§ Goal:
Pull out every line of the data below that contains the string "Target". Only matches with the same capitalization count.

**** Data to process ****

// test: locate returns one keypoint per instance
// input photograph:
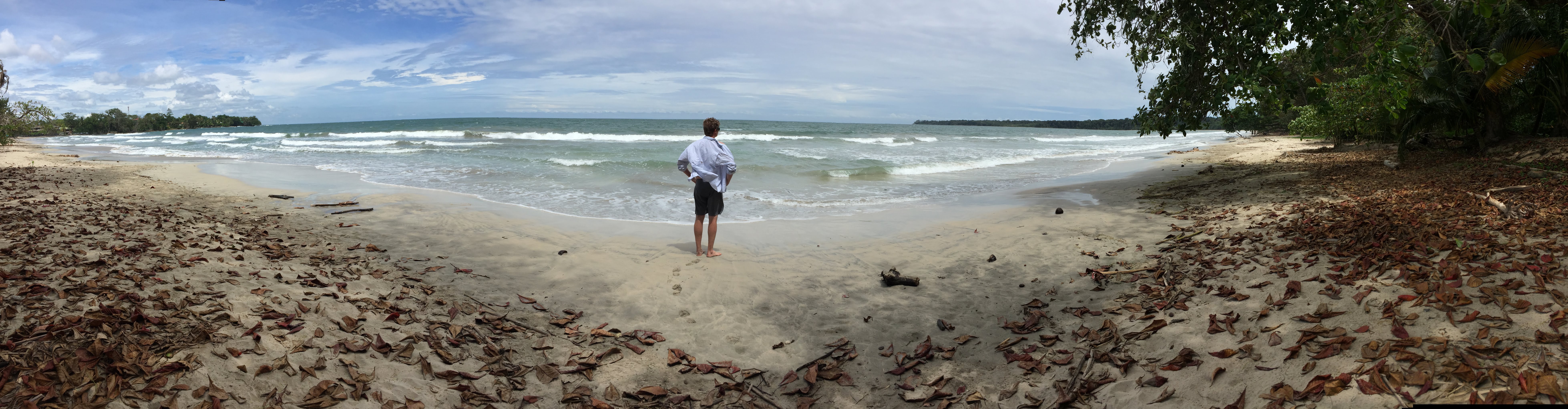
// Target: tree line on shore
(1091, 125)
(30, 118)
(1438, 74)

****
**** Data to process ****

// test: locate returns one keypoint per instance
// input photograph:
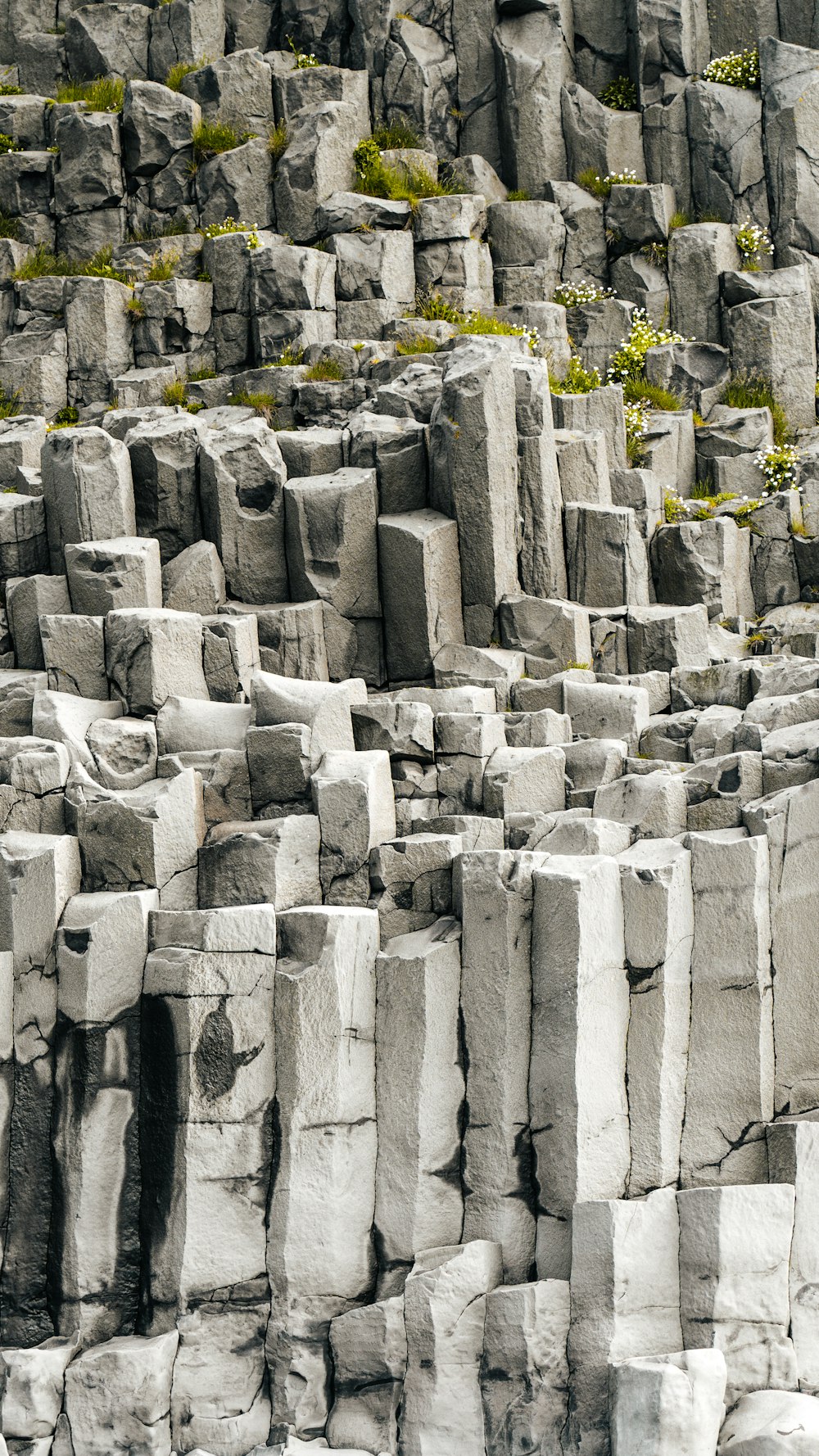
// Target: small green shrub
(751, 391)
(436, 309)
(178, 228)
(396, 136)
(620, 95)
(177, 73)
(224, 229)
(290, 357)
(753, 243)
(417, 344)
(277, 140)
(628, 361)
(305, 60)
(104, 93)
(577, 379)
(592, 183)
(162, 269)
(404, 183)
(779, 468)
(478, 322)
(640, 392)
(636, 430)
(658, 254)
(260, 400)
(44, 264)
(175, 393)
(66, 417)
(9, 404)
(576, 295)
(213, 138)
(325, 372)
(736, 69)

****
**** Data to process ****

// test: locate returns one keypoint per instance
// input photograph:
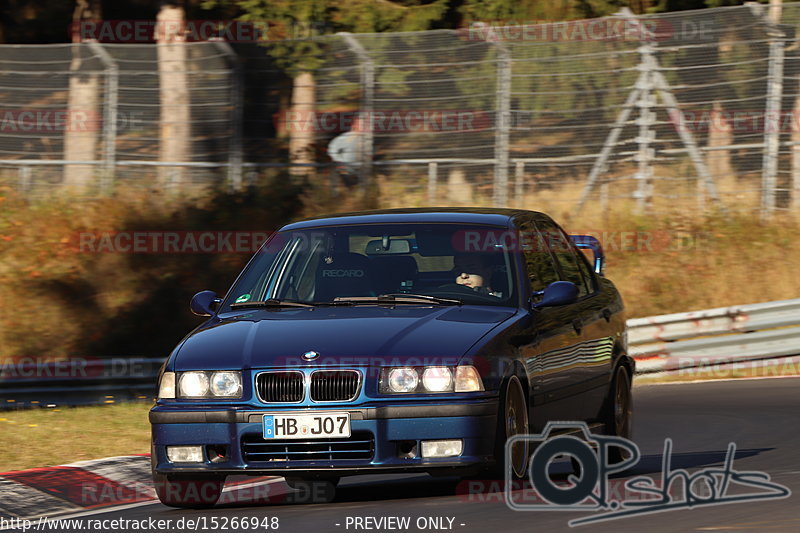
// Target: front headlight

****

§ Answer to this problem:
// Target: tree line on shore
// Target: small green shrub
// Target: front headlight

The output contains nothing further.